• [DATA TO USE]:
***
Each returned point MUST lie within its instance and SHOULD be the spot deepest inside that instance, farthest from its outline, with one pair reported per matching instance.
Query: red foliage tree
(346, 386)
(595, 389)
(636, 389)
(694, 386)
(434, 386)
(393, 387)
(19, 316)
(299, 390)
***
Copy every row above verbatim, line by line, without changing anything.

Each returned point MUST lie within its instance and SHOULD be the spot deepest inside that instance, farthest from its outline, with one pair reported per matching instance.
Query: red foliage tree
(346, 386)
(595, 389)
(636, 389)
(694, 386)
(434, 386)
(393, 387)
(19, 316)
(299, 390)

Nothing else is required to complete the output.